- Aufgabe -
Wie heißt laut dem folgenden Textauszug das Album aus dem Jahr 2015, in dem portugiesischer Fado ins Jiddische übertragen wurde?

- Textauszug -
Frau Waysfeld, wie würden Sie die »Seele des Jiddischen« beschreiben?
Meine Sicht auf das Jiddische hat sich im Lauf der Zeit sehr verändert. Am Anfang dachte ich: Okay, das ist Teil meiner Wurzeln, meiner Identität – aber kulturell gesehen, nicht religiös. Die Seele des Jiddischen war nicht gleich offensichtlich für mich. Meine eigene Seele, meine Familie, meine Wurzeln, das war etwas sehr Privates. Ich konnte nicht auf Anhieb diese Verbindung herstellen zur jüdischen Gemeinschaft, zu der ich eine zwiegespaltene Beziehung habe. Denn ich fühle mich einerseits in ihr zu Hause und andererseits auch nicht.
Der Titel Ihrer im Frühjahr erschienenen CD lautet »Soul of Yiddish«. Sie haben 2012 das Album »Kalyma« mit Texten aus sowjetischen Straflagern aufgenommen. 2015 folgte »Alfama«. Darin haben Sie das portugiesische Fado ins Jiddische übertragen. Wieso haben Sie sich jetzt wieder Jiddisch als Thema ausgesucht?

- Daten zur Durchsicht -

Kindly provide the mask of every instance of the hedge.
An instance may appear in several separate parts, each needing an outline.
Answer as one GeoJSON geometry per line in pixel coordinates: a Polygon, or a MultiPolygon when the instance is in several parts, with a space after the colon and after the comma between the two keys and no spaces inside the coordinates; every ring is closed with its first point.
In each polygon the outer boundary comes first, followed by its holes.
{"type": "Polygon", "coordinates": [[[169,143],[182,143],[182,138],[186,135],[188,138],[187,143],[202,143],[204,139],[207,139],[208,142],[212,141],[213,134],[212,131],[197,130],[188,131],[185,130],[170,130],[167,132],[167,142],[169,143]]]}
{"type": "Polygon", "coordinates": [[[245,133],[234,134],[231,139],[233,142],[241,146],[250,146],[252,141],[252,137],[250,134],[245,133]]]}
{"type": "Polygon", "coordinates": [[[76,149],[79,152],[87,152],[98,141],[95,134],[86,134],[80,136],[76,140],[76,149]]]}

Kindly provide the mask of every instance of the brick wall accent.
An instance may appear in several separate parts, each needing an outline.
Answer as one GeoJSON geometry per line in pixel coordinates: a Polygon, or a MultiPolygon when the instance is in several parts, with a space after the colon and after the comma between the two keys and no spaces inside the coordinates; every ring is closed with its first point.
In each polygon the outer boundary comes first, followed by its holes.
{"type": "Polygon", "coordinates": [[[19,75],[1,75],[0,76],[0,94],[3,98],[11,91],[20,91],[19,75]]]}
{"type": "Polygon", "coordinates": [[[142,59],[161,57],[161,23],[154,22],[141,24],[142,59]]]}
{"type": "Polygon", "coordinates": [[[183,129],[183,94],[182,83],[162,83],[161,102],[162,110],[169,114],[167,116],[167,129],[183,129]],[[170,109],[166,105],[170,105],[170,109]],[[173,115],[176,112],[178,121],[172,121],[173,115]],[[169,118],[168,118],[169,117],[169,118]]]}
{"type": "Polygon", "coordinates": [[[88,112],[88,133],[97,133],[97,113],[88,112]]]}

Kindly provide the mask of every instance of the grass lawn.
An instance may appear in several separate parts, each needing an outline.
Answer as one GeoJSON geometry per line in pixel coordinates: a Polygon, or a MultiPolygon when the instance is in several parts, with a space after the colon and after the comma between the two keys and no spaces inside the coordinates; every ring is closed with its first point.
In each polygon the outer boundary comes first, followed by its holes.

- Lösung -
Das Album heißt »Alfama«.